○葛飾区集合住宅等の建築及び管理に関する条例

令和4年3月30日

条例第4号

目次

第1章 総則(第1条―第5条)

第2章 建築計画の周知等(第6条・第7条)

第3章 建築及び管理に関する基準(第8条―第17条)

第4章 住環境に関する基準(第18条―第21条)

第5章 相隣関係(第22条―第24条)

第6章 工事完了の検査等(第25条・第26条)

第7章 雑則(第27条・第28条)

付則

第1章 総則

(目的)

第1条 この条例は、集合住宅及びシェアハウスの建築及び管理並びに小規模集合住宅の管理に関する基本的事項を定めることにより、良質な集合住宅、シェアハウス及び小規模集合住宅の確保及び良好な近隣関係の維持向上を図り、もって快適な住環境及び生活環境の形成に資することを目的とする。

(定義)

第2条 この条例において使用する用語の意義は、建築基準法(昭和25年法律第201号。以下「法」という。)及び建築基準法施行令(昭和25年政令第338号)で使用する用語の例による。

2 前項に規定するもののほか、次の各号に掲げる用語の意義は、当該各号に定めるところによる。

(1) 集合住宅 住戸数又は住室数が15以上の共同住宅、寄宿舎又は長屋のうち、階数(住宅の用に供しない地階の階数を除く。)が3以上のものをいう。

(2) 小規模集合住宅 住戸数が6以上の共同住宅又は長屋のうち、階数(住宅の用に供しない地階の階数を除く。)が2以上で集合住宅に該当しないものをいう。

(3) シェアハウス 住室数が6以上の寄宿舎のうち、階数(住宅の用に供しない地階の階数を除く。)が2以上で集合住宅に該当しないものをいう。

(4) 住戸 居室を有し、台所、浴室(シャワー室を含む。次号において同じ。)及び便所の設備を有する区画された建築物の部分をいう。

(5) 住室 居室を有し、台所、浴室又は便所の設備のいずれか又は全てを有しない区画された建築物の部分をいう。

(6) 建築主 集合住宅、小規模集合住宅又はシェアハウスに関する工事の請負契約の注文者又は請負契約によらないで自らその工事をする者をいう。

--- 設問内容 ---
葛飾区の集合住宅等に関する条例は、集合住宅などの建築や管理について基本的事項を定めることで何を図り、最終的に何に資するとしていますか？第1条の記載に基づき、1〜3文で説明してください。

--- 提供エントリ ---
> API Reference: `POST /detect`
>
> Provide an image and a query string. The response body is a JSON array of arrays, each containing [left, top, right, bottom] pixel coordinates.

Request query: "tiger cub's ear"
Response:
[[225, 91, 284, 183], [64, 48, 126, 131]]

--- 最終回答 ---
良質な集合住宅、シェアハウス及び小規模集合住宅の確保と、良好な近隣関係の維持向上を図るためです。それによって、快適な住環境及び生活環境の形成に資することを目的としています。